--- Start Data records ---

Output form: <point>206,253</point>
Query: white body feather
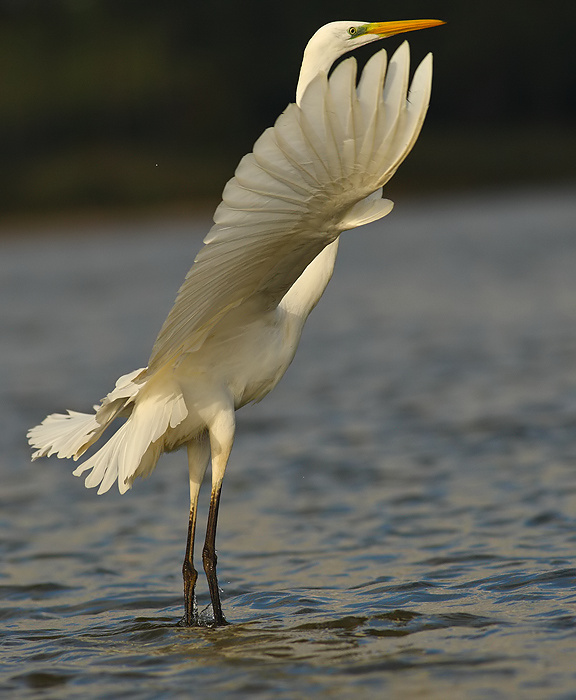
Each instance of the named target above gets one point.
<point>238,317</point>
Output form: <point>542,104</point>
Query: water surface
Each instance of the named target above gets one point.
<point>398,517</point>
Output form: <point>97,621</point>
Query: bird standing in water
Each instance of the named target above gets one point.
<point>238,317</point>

--- End Data records ---
--- Start Data records ---

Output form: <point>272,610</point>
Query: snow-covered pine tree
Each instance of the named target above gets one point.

--- End Data records ---

### Task
Copy the listing word for word, starting with the line containing "Output form: <point>206,253</point>" and continuing through the line containing "<point>398,517</point>", with both of those lines included. Omit the pictures.

### Expected output
Output form: <point>206,253</point>
Query: white body feather
Each instance of the named target above gets one point.
<point>238,317</point>
Output form: <point>542,104</point>
Query: water surface
Each instance of the named target above gets one point.
<point>398,517</point>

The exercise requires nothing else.